(Stored data entries)
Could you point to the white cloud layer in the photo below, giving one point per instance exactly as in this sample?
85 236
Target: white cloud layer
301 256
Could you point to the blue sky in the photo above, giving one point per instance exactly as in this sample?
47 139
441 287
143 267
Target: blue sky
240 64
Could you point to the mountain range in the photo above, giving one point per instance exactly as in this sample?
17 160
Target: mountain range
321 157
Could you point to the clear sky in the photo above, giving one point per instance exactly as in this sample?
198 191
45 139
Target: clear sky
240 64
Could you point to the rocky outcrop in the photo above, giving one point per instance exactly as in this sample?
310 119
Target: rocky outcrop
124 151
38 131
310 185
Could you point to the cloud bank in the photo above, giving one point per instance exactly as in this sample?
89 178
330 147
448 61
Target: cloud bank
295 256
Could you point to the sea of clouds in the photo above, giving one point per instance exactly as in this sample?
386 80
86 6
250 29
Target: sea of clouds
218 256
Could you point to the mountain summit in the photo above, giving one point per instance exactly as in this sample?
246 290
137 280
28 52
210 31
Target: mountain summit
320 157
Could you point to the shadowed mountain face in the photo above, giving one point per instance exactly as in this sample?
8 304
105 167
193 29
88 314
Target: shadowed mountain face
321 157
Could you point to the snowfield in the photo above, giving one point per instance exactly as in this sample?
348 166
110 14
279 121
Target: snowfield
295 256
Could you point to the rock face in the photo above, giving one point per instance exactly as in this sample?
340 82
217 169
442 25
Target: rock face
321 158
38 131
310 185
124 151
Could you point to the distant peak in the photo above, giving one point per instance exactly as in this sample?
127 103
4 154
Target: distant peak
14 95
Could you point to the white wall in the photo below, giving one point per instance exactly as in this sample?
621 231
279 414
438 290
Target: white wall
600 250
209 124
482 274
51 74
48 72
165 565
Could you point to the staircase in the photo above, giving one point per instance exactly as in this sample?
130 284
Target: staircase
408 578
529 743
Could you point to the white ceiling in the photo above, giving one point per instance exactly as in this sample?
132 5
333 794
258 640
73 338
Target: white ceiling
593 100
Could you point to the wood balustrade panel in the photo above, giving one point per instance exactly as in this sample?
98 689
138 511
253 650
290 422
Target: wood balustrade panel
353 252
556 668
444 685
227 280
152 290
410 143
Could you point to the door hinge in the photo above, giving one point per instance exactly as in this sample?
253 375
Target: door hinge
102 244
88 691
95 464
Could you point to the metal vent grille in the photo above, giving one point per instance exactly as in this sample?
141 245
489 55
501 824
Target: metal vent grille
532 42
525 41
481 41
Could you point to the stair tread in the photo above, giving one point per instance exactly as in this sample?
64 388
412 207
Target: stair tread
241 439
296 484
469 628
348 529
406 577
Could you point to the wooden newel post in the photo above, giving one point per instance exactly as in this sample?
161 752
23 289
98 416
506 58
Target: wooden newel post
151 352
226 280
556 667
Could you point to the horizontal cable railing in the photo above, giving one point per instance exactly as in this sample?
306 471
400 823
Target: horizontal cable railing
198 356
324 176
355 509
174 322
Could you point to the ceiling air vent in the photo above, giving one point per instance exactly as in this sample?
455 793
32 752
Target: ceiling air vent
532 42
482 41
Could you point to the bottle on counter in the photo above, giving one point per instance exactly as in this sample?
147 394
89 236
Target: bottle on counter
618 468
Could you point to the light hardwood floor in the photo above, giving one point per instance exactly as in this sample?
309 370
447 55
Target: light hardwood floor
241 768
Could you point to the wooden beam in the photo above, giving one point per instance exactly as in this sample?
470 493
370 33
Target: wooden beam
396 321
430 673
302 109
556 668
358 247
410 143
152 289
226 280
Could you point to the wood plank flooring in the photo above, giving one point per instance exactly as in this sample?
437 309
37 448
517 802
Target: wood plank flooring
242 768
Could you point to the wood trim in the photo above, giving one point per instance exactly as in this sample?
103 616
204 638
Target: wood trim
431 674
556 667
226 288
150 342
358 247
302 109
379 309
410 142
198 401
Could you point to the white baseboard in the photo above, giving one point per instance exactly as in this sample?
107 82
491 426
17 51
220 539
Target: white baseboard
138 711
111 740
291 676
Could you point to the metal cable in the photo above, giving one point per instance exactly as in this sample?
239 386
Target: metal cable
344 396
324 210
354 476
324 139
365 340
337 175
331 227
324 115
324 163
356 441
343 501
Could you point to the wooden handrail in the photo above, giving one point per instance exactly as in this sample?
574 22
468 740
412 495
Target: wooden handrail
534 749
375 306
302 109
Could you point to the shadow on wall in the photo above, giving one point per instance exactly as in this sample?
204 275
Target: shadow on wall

Written exercise: Reproduce the listing above, substituting "a single point for each instance" for every occurrence of "one point per instance" and keeping all other text the same.

Result of the task:
Could you point to the white cloud layer in the photo below, giving a single point for each instance exactly as in this sample?
85 236
Target: white cloud layer
301 256
Could you point to the blue sky in the photo above, giving a single point for each instance exactly as in this sample?
47 139
441 287
143 267
Target: blue sky
240 64
Could you point to the mountain range in the photo above, giving a single point for each instance exactly as in this sample?
17 160
Target: mountain range
321 157
Could you point to the clear sky in the photo above, giving a single point for each instance exactly as in this sample?
198 191
45 139
Target: clear sky
240 64
Could you point to the rocky outcrop in the photo above, giving a single point for each instance exactly as in this sample?
310 119
Target: rocky outcrop
124 151
38 131
310 185
Could you point to the cloud bank in the photo above, giving a single point for each instance exactly as in this sample?
89 178
330 147
448 61
Target: cloud bank
295 256
Could you point to the sea of clouds in the photo above, giving a single point for each instance exactly as in this sample?
386 80
86 6
250 29
Target: sea of clouds
218 256
Could you point to the mountain summit in the photo above, giving a single point for each instance exactly as in this sample?
246 290
137 280
28 52
210 31
Target: mountain summit
320 157
Could you point to the shadowed mountain face in the photo above, giving a single point for each instance exactly as in this sample?
8 304
105 167
193 29
88 314
Target: shadowed mountain face
321 157
Could you point to the snowfield in the photo above, giving a single point for each instance exactly as in this sample?
348 166
110 14
279 121
Target: snowfield
295 256
Could you point to the rock face in the photo above, giving a single point for each instance exactly as in this sample?
340 82
217 169
442 25
Target: rock face
321 158
38 131
310 185
124 151
Could you point to the distant peak in the photo above, giving a single point for each instance exactly as in this sample?
127 103
4 154
Target: distant peak
14 95
Could you point to the white wall in the photo below, giving a single point for each instance exactly as in this sample?
621 231
279 414
438 290
Target: white wall
600 250
209 124
482 274
51 74
48 72
165 565
Could you point to the staircase in the photo above, giving a single point for each instance exactly as in this sample?
130 284
Target: staircase
408 578
529 743
Could you point to the white ceiling in the photo above, giving a single point for each instance exactly as in this sample?
132 5
333 794
258 640
73 338
Target: white ceiling
593 100
Could you point to the wood balustrade panel in the photo above, giving a single point for each instance exactly as in this sample?
98 689
138 511
253 650
290 422
Target: wood balustrade panel
353 252
556 668
444 685
227 280
152 290
410 143
Could you point to the door hinge in the photo above, giving a single point for each instance exactly as in this sample?
253 375
Target: door hinge
102 244
88 691
95 464
Could you point to the metal vent grille in the photo above, giving a single point for each instance exactly as in this sample?
141 245
489 55
501 824
Target: metal vent grille
532 42
525 41
481 41
Could you point to the stair tread in the photo above, giving a single point for each instance exactly as in this sample?
64 388
412 207
Target: stair tread
241 439
296 484
469 628
348 529
406 577
Could you point to the wooden newel post in the photo above, giving a single point for each instance exactly as in this sample?
161 752
23 289
98 416
506 58
Target: wooden newel post
151 352
226 280
556 667
Could you point to the horizontal cable railing in the photo above, giving a single point for each instance exactly as in this sample?
306 471
400 823
Target: horizontal cable railing
198 356
324 176
355 509
174 322
Could you point to the ceiling air vent in the photo above, giving a single point for each instance exactly as in this sample?
455 793
32 752
Target: ceiling air vent
532 42
482 41
Could you point to the bottle on counter in the photo above, giving a single point for each instance exactly as in this sample?
147 394
89 236
Target: bottle on counter
618 468
Could you point to the light hardwood floor in the photo above, giving a single point for each instance exactly as in this sample?
309 370
447 55
Target: light hardwood floor
241 768
Could you point to the wooden beam in the photo above, giving a single point for each instance exactly as in this sample?
470 493
370 33
Target: wooden beam
396 321
430 673
302 109
556 668
358 247
410 143
152 289
226 280
Could you point to the wood plank flooring in the photo above, giving a single point for each instance exactly as in this sample?
437 309
37 448
517 802
Target: wood plank flooring
242 768
Could you point to the wood trim in the photo above, giving a single point for each instance exactly as in this sample?
103 616
204 638
Target: wood trim
431 674
556 667
226 288
150 342
358 247
302 109
379 309
410 142
198 401
Could you point to the white baseboard in the photo above, giving a single point for each instance exactly as in this sample?
107 82
491 426
17 51
220 539
Target: white baseboard
138 711
111 740
291 676
Could you point to the metal cable in the photo above, giving a single point for each instance exactly as in this sample?
239 386
Target: metal cable
344 396
324 210
354 476
324 139
365 340
337 175
331 227
324 115
324 163
356 441
343 501
Could you point to the wooden handrail in the photo above, giving a single point for each instance exactly as in this sample?
574 22
468 740
412 495
Target: wooden handrail
534 749
375 306
302 109
Could you point to the shadow on wall in the photo above, giving a single point for each instance exactly as in this sample?
204 275
Target: shadow on wall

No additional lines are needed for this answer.